== Exercise goal ==
Gather every line in the rows below that contains the word "wooden".

[BEGIN Data extract]

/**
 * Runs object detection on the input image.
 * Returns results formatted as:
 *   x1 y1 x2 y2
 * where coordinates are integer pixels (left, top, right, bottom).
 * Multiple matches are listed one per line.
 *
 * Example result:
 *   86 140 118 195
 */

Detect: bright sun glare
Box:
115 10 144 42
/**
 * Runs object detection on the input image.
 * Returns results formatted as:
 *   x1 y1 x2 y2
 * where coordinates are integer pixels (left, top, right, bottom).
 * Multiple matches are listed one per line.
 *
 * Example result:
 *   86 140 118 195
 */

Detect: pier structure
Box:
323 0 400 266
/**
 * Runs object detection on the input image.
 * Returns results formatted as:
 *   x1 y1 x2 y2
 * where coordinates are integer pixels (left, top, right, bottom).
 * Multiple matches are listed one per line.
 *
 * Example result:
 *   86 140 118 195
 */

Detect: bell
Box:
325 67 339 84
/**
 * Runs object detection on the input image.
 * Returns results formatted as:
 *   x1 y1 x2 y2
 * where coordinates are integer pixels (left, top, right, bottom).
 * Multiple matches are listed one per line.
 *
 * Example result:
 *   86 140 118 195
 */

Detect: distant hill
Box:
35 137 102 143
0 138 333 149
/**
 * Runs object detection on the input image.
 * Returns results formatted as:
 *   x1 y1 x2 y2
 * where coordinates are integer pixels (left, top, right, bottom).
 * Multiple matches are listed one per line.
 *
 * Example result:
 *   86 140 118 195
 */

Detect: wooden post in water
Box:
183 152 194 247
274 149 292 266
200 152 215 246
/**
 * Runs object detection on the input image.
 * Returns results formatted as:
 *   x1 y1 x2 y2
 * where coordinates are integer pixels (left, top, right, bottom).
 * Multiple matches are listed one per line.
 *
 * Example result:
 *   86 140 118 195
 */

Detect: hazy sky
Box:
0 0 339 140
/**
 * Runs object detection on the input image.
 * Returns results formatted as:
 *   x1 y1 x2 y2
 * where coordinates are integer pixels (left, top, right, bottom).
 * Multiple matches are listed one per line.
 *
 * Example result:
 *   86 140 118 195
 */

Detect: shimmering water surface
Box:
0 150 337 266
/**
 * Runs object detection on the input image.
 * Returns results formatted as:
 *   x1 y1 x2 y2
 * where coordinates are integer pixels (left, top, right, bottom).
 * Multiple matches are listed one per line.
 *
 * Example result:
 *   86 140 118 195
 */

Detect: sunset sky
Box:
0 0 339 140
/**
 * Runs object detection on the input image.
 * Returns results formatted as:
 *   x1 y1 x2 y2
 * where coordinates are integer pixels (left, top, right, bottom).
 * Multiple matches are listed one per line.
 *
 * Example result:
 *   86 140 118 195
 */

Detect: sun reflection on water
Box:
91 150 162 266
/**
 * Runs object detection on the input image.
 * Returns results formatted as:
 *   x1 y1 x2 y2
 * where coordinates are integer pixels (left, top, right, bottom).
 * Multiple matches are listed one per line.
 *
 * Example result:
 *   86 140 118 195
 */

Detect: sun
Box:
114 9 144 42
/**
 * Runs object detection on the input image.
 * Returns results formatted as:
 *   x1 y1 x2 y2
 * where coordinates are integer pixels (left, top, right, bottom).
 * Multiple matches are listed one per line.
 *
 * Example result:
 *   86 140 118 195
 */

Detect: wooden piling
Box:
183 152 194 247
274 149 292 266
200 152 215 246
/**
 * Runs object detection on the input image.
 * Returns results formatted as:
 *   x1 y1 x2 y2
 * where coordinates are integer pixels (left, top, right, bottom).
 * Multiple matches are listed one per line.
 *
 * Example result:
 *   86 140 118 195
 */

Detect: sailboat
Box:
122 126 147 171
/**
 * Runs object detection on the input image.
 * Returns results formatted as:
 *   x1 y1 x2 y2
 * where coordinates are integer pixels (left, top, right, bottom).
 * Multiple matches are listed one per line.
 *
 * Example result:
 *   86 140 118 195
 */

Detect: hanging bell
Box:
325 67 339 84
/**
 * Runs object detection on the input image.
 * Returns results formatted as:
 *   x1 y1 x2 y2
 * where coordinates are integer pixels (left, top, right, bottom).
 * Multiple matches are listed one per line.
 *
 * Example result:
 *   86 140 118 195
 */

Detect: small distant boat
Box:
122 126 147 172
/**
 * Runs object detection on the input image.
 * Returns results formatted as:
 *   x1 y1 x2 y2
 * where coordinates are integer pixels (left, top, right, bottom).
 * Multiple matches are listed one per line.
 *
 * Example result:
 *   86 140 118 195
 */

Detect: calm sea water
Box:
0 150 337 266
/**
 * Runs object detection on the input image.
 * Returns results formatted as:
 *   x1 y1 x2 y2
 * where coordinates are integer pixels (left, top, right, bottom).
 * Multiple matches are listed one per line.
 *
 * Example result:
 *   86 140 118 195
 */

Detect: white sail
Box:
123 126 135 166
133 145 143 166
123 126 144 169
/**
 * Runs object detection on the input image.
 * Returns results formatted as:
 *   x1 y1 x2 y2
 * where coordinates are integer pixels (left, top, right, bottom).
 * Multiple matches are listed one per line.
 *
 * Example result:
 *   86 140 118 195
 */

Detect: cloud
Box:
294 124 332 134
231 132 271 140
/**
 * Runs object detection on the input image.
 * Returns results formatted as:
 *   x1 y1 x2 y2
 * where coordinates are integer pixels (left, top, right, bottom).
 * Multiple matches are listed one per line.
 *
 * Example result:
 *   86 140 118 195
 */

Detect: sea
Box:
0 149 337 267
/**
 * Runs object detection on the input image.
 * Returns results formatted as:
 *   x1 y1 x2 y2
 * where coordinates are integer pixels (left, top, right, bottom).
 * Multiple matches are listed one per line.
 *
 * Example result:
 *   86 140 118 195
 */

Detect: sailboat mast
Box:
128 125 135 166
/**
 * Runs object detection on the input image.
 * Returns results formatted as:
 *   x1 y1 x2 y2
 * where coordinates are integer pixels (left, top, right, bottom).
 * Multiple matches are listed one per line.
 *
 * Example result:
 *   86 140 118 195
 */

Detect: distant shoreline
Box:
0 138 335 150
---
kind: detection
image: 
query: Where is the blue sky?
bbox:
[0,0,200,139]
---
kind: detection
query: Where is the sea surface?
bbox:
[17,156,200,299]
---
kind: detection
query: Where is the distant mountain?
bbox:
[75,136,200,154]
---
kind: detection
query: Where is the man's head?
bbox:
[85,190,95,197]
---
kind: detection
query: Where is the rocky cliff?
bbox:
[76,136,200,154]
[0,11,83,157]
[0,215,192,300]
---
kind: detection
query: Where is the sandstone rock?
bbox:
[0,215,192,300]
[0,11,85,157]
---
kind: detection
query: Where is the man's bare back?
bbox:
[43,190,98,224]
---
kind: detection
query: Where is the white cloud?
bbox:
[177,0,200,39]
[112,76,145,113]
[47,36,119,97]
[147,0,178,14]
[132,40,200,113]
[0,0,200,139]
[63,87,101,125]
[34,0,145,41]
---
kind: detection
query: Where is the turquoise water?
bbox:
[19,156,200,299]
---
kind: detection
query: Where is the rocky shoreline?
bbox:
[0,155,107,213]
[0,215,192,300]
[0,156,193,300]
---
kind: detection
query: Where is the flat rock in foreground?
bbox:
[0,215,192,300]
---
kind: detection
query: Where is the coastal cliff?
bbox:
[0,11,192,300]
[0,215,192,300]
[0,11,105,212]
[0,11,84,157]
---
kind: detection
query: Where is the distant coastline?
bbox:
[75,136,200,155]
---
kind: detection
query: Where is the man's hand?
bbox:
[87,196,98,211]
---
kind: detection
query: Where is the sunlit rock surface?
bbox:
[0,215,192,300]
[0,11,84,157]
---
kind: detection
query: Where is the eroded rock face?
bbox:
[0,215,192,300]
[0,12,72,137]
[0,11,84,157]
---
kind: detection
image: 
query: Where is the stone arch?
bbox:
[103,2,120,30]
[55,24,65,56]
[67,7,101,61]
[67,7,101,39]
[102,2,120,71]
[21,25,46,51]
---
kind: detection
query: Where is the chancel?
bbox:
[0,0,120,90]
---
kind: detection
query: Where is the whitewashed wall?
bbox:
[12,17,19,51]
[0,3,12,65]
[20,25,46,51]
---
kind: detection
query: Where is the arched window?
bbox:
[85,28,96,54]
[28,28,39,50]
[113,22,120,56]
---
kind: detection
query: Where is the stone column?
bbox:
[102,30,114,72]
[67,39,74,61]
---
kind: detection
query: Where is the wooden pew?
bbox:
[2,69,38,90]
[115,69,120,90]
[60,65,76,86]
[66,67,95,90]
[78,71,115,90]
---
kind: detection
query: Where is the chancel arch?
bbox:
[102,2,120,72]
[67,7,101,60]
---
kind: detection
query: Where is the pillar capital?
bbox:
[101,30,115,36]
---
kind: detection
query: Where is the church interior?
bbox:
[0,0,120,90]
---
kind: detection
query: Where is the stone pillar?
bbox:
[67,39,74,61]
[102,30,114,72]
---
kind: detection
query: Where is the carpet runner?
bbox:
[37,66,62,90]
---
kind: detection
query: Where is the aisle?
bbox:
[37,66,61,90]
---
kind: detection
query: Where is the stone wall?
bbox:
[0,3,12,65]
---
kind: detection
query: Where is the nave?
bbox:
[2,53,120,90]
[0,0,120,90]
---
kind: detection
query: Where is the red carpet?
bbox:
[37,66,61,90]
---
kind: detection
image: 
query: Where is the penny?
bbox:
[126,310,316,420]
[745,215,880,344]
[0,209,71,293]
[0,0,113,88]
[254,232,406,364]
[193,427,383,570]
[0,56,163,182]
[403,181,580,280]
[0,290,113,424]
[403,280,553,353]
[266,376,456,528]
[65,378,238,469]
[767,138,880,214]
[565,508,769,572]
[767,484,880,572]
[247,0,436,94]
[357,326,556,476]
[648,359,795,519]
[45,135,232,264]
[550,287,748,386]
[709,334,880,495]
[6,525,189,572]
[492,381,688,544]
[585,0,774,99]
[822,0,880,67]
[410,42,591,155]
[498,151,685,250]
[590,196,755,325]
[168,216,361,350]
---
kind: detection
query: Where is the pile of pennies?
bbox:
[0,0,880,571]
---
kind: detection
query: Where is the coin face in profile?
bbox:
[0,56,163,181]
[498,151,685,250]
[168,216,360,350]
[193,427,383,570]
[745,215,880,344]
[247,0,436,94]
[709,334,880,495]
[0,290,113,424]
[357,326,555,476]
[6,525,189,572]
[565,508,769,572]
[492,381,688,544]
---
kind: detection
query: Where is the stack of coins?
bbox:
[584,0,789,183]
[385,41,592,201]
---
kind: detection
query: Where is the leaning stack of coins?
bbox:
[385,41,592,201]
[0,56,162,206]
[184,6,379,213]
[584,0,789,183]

[END Data extract]

== The result ==
Detect: wooden post in water
Detect: wooden piling
query: Where is the wooden pew?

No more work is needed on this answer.